Records

---+---

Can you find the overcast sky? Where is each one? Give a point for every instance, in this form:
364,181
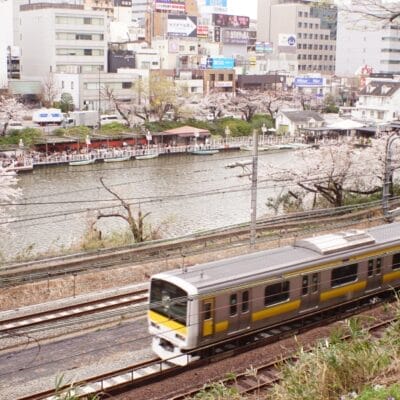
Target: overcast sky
243,7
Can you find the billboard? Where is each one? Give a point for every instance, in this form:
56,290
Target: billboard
264,47
287,42
220,63
235,36
202,31
182,25
170,5
231,21
123,3
308,82
217,3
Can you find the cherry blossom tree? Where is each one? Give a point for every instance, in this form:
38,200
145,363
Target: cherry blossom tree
330,174
10,109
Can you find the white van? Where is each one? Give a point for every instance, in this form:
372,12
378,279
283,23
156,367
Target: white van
108,119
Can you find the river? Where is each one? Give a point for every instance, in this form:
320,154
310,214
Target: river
183,194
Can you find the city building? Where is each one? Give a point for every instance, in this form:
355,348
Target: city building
62,38
363,42
6,40
379,101
303,29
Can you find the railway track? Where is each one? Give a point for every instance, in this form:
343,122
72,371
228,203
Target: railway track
11,324
267,230
156,370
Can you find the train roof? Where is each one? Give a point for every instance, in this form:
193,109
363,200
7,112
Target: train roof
276,262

---+---

**To be done**
Lay out the listing above as a Markdown table with the columns Row and Line, numbering each row and leaving out blank lines and pictures.

**Solution for this exercise**
| Row | Line |
|---|---|
| 1 | Can you find the overcast sky? Where is each one? Give a point for every instance, in this form: |
| 2 | 364,181 |
| 3 | Target: overcast sky |
| 4 | 243,7 |
| 5 | Can you find the billboard? Where is each one? Give a point for every instance, in this form: |
| 6 | 56,290 |
| 7 | Target: billboard |
| 8 | 264,47 |
| 9 | 287,42 |
| 10 | 220,63 |
| 11 | 235,36 |
| 12 | 202,31 |
| 13 | 182,25 |
| 14 | 170,5 |
| 15 | 231,21 |
| 16 | 123,3 |
| 17 | 308,82 |
| 18 | 217,3 |
| 19 | Can you find the cherry blossom tree? Where is each one? Give a point for every instance, in this form: |
| 20 | 38,200 |
| 21 | 145,363 |
| 22 | Target: cherry blossom tree |
| 23 | 330,174 |
| 24 | 10,109 |
| 25 | Can you find the white van? Where is each one? Give a point for every instance, in this form: |
| 26 | 372,12 |
| 27 | 378,279 |
| 28 | 283,23 |
| 29 | 156,367 |
| 30 | Target: white van |
| 31 | 108,119 |
| 32 | Can you find the river? Where is each one? Give a point for every instance, in this form: |
| 33 | 320,154 |
| 34 | 310,214 |
| 35 | Target: river |
| 36 | 183,194 |
| 37 | Can you find the city building? Where is each one? Give a point for every instance, in this form: |
| 38 | 355,348 |
| 39 | Target: city building |
| 40 | 62,38 |
| 41 | 363,42 |
| 42 | 6,40 |
| 43 | 379,101 |
| 44 | 303,29 |
| 45 | Can you find the railway track? Where is each one? Give a point for every instance, in this form: |
| 46 | 343,122 |
| 47 | 72,371 |
| 48 | 228,203 |
| 49 | Target: railway track |
| 50 | 11,324 |
| 51 | 267,230 |
| 52 | 156,370 |
| 53 | Can you find the train roof? Where is each one? Give a point for every instance, in this form: |
| 54 | 193,109 |
| 55 | 363,200 |
| 56 | 7,112 |
| 57 | Target: train roof |
| 58 | 276,262 |